PROBLEM DESCRIPTION — Your answer should be every line of the records that contains the word "dyed", copied as it stands.

SUPPLIED MATERIAL Start Marker

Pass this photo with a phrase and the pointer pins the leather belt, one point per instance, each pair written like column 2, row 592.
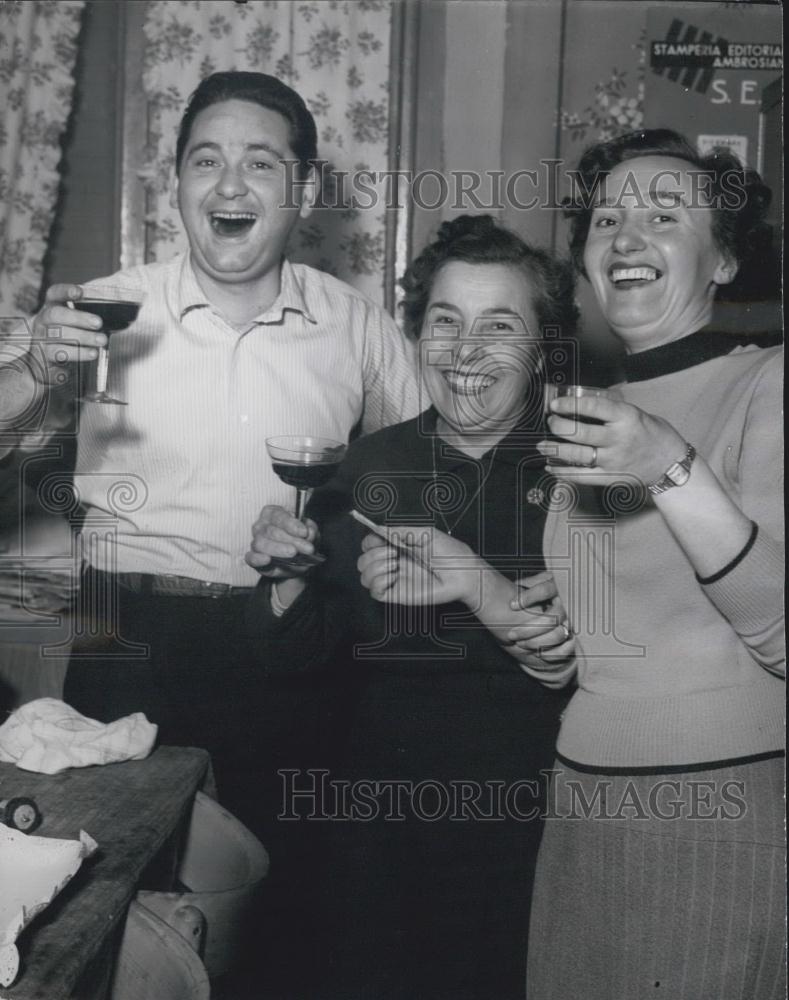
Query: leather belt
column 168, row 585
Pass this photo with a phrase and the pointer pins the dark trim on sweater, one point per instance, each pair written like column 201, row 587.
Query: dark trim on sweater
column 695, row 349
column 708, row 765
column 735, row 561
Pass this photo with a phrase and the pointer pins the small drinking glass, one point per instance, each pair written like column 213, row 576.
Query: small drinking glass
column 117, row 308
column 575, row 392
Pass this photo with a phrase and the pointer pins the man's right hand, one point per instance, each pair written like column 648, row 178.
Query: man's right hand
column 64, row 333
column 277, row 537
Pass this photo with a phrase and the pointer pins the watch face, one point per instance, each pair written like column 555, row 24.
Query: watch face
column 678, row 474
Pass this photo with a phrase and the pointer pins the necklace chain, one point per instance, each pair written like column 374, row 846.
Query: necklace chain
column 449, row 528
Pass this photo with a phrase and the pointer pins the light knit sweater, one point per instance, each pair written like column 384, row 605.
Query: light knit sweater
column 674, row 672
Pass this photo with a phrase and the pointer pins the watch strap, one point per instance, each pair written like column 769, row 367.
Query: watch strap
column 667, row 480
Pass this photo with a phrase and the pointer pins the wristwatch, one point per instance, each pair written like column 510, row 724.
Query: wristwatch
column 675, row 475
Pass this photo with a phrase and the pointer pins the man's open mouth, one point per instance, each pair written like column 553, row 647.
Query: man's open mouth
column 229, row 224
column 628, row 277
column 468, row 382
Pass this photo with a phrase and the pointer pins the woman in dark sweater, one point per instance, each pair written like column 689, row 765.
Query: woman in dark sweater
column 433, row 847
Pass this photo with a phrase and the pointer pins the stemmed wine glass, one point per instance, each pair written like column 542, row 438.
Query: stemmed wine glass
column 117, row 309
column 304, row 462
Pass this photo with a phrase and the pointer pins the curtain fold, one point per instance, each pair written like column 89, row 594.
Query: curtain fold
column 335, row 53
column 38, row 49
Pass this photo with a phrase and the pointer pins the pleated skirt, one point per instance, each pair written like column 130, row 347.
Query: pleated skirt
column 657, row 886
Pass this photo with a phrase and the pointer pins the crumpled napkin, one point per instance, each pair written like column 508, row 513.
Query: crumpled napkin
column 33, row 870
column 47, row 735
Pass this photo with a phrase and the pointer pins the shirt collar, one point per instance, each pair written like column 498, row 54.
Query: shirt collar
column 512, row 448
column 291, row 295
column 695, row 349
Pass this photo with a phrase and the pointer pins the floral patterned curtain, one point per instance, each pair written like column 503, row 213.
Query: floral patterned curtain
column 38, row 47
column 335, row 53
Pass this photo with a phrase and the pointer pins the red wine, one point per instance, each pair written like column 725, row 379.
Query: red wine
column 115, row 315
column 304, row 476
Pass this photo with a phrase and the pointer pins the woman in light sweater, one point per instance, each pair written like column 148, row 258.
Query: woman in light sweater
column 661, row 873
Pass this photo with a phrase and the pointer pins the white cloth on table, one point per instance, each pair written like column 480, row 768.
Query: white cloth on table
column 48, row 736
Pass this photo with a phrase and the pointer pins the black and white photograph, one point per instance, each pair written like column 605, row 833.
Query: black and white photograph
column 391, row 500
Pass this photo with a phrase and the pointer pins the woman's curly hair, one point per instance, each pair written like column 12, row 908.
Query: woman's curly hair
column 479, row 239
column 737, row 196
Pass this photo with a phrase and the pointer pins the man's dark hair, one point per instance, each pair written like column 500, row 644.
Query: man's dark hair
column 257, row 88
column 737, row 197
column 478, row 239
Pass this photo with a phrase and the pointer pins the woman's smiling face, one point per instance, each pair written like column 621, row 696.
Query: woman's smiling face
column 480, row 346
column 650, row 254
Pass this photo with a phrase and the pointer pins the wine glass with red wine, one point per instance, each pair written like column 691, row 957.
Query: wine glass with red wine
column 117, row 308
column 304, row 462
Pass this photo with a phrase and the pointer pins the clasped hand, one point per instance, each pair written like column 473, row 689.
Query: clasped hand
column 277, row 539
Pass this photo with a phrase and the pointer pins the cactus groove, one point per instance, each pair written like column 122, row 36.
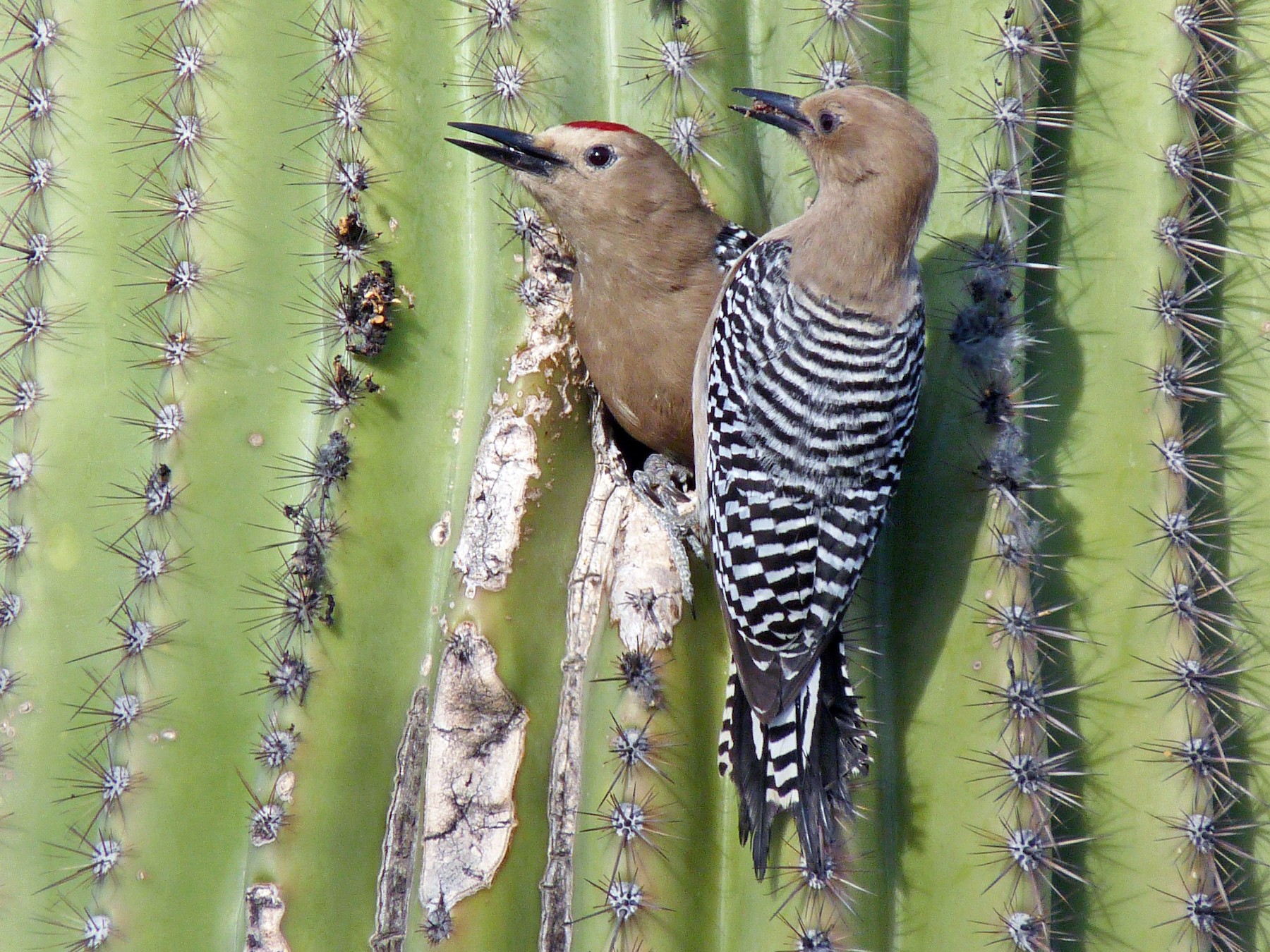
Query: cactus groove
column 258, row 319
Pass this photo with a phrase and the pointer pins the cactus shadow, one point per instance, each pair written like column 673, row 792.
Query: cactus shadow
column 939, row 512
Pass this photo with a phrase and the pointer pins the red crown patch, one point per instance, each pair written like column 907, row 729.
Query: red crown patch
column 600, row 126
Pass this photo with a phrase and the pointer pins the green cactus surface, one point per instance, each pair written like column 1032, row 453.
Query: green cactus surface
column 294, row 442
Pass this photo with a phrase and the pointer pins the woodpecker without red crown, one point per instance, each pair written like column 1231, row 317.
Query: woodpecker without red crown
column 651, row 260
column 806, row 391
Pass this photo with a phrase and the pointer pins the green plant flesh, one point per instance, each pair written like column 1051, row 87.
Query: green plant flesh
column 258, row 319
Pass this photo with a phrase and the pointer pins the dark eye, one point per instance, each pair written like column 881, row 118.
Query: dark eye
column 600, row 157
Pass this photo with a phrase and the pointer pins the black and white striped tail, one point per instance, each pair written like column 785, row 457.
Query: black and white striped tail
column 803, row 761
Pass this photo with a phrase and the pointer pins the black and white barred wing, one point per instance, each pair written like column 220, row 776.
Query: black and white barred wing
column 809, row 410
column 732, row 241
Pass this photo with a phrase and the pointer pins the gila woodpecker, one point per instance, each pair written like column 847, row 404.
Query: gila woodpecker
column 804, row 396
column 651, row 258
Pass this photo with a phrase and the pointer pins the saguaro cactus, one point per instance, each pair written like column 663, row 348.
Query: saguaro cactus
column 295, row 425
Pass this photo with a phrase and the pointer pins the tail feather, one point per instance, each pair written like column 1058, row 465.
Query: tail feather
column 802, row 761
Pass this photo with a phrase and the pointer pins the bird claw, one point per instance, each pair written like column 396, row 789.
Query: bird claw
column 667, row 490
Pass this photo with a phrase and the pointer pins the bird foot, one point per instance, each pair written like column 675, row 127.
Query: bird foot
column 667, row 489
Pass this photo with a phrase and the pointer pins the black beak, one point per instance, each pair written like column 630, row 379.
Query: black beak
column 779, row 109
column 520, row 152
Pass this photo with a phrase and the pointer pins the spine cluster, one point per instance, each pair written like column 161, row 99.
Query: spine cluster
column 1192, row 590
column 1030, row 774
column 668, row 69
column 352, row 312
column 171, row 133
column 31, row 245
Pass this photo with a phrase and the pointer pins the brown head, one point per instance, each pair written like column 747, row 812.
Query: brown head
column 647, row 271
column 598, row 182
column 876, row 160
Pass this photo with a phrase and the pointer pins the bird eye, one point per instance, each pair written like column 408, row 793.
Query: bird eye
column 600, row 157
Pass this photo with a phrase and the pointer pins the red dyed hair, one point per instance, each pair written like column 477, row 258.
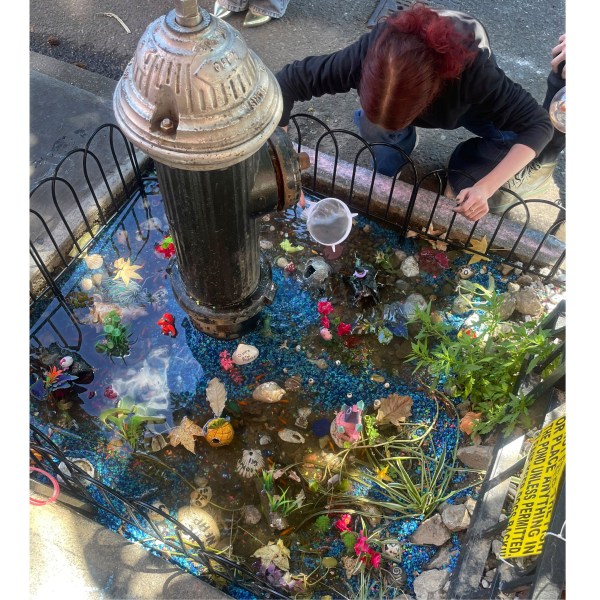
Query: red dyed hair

SUPPLIED MATERIAL End Marker

EXERCISE SOLUTION —
Pass this photo with a phrase and the pointer pins the red dyed hair, one point per instance, each pair written like column 477, row 258.
Query: red dyed hair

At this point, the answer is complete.